◆ **PROBLEM**
Here are some records. Copy each one exactly.

**** DATA SUPPLIED

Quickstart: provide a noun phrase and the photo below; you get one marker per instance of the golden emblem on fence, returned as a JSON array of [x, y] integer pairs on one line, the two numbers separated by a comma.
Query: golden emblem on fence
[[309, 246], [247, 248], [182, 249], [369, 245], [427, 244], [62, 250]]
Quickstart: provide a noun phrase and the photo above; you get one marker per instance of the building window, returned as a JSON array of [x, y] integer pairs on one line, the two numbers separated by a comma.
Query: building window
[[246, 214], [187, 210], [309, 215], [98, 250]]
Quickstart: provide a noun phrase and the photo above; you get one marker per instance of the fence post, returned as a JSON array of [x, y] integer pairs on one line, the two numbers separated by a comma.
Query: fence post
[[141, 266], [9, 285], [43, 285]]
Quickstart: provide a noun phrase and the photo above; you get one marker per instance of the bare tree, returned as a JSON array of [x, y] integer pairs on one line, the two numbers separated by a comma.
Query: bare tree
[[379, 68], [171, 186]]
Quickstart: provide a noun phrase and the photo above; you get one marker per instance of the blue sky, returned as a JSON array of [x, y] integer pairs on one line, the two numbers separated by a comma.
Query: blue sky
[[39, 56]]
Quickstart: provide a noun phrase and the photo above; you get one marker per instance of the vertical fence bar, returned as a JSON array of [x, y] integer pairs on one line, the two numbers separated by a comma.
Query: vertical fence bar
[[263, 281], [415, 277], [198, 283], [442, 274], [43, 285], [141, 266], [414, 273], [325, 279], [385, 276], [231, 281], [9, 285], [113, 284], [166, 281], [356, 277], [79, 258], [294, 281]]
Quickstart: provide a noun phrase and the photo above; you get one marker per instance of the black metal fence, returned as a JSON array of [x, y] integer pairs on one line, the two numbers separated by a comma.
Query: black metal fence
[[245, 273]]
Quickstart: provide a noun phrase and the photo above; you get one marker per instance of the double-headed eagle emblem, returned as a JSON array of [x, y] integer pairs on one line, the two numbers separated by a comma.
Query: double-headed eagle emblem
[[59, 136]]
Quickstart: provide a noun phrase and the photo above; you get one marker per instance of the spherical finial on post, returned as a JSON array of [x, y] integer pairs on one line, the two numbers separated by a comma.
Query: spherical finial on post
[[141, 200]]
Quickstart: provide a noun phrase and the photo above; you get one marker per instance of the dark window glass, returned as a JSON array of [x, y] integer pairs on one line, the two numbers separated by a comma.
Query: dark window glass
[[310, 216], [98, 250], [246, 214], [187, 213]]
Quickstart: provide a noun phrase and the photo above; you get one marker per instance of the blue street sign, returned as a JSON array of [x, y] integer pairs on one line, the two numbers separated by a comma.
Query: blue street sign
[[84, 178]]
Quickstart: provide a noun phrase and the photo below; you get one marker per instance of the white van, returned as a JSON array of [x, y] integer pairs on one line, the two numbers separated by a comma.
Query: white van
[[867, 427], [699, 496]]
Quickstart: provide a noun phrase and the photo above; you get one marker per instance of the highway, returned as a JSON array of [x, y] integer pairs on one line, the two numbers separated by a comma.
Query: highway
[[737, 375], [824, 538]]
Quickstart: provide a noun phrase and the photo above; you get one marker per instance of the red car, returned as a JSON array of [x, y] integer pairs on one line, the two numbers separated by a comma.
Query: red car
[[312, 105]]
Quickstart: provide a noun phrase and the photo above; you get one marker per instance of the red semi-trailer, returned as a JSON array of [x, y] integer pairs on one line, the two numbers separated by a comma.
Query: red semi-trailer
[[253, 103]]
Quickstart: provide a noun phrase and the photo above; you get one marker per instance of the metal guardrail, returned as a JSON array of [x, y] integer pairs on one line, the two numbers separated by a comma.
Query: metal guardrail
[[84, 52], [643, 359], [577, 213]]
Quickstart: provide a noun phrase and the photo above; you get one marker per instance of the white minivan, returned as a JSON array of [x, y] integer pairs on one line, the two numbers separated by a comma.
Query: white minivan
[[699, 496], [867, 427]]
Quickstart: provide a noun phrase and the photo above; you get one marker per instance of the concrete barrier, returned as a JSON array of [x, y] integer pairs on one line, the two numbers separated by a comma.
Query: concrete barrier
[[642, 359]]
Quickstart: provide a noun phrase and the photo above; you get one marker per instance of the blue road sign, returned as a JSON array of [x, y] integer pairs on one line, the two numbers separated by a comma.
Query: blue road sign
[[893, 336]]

********

◆ **EXERCISE SOLUTION**
Quickstart: provide a noun phrase and the photo below; you get one marker per instance of the golden emblem on fence, returned as a JSON array of [x, y] integer pairs on one line, the two numbers separated by a comma.
Query: golden emblem on fence
[[309, 246], [247, 248], [182, 249], [369, 245], [427, 244], [62, 250]]
Quickstart: provide a noun phrase and the photo above; you get one marker per instance of the building window, returned as a JSON array of [x, y] integer pairs on one line, the two numbers separated by a comma.
Query: building window
[[246, 214], [187, 210], [309, 215], [98, 250]]
Quickstart: provide a noun phrase and the photo above; you get one marker per instance of the fence post, returned as a JSON array of [x, y] integer pairs on one line, the two numbers separated by a comma.
Query: fence post
[[141, 266], [9, 285], [43, 285]]
Quickstart: provide a noun phrase and the photo above; you get one marker per instance of the bare tree, returned as a JSON array of [x, y] integer pairs on one line, the two numbers separated by a comma.
Query: bare tree
[[379, 68], [171, 186]]
Quickstart: provide a noun phrase and the photo above; you get one marker per instance of the blue sky, returned as a JSON array of [x, y] integer pairs on one line, the two numbers separated by a comma.
Query: blue sky
[[39, 56]]
Quickstart: provide a noun phrase and the photo above; you get one marker per instance of the vertical fence bar, returned as a JSON array of [x, y] integer pairs on one line, the two numbers separated by a comma.
Query: vertical fence bar
[[263, 281], [415, 277], [198, 283], [442, 274], [43, 285], [141, 266], [414, 273], [325, 279], [385, 276], [231, 281], [9, 285], [113, 284], [166, 281], [356, 277], [79, 258], [294, 281]]
Quickstart: provide a noun phrase and the photo above; you get one marker per instance of the black metal fence, returned as a JSON array of [x, y] integer pairs on one line, the two numbers separated by a comma.
Query: black metal fence
[[245, 273]]
Quickstart: provide a noun phrase and the photo above; you get one marker per instance of the double-headed eagle emblem, returned as a JSON array of [x, y] integer pairs on one line, the two numbers separated by a comma.
Query: double-headed eagle emblem
[[59, 136]]
Quickstart: provide a noun phrase and the photo above; you get one marker per instance of the spherical finial on post, returned as a JSON array of [x, y] integer pairs on one line, the two numbers separated by a comma.
Query: spherical finial on post
[[141, 200]]
Quickstart: provide a noun phrase and the photo above; you get one marker per instance of the dark window glass, returned as a JSON array of [x, y] integer pairs on one line, the two numbers separated by a comma.
Query: dark window glass
[[310, 216], [98, 250], [246, 214], [187, 213]]
Quickstart: provide a noun phrase and the photo above; you get one marker per instance of the blue street sign, returned as a JSON array of [x, y] integer pairs on one line, the two numbers separated by a comma.
Query: blue street sign
[[84, 178]]
Quickstart: provide a noun phrase and the photo below; you get one marker per instance of the white van, returned as a JSON array of [x, y] integer pairs on one line, the two numbers separated by a comma.
Query: white van
[[867, 427], [699, 496]]
Quickstart: provide a noun phrase and the photo above; you get one marker per instance of the highway, returned as a JSON array of [x, y] integer pairs on one line, the two numbers separated by a comma.
Query: highway
[[737, 375], [824, 538]]
Quickstart: provide a noun phrase and the photo above; you get one marker per instance of the red car, returned as a JSON array of [x, y] integer pairs on one line, the two numbers separated by a comma.
Query: red car
[[312, 105]]
Quickstart: provide a noun phrase and the photo above; you get one marker per instance of the red semi-trailer, returned as a JSON array of [x, y] integer pairs on one line, the two numbers separated by a comma.
Query: red semi-trailer
[[253, 103]]
Quickstart: provide a noun phrase and the photo above; you get one marker per instance of the metal guardrail, returned as a JSON array of [x, y] integer pairs on one line, the two numbers separated by a comma.
Query: metal guardrail
[[84, 52], [643, 359], [577, 213]]
Quickstart: provide a noun phrase and the photo above; you get one marker per instance of the white minivan, returned as a JSON array of [x, y] integer pairs on one line, the two numbers separated by a comma.
Query: white minivan
[[699, 496], [867, 427]]
Quickstart: provide a noun phrase and the photo above; you get one marker per instance of the concrete barrier, returned as a JSON array of [x, y] integer pairs on one line, the two numbers separated by a comma.
Query: concrete barrier
[[642, 359]]
Quickstart: provide a noun phrase and the photo above; you get one marker per instance of the blue road sign, returned as a JSON array of [x, y] integer pairs on one line, the two numbers separated by a comma.
Query: blue road sign
[[893, 336]]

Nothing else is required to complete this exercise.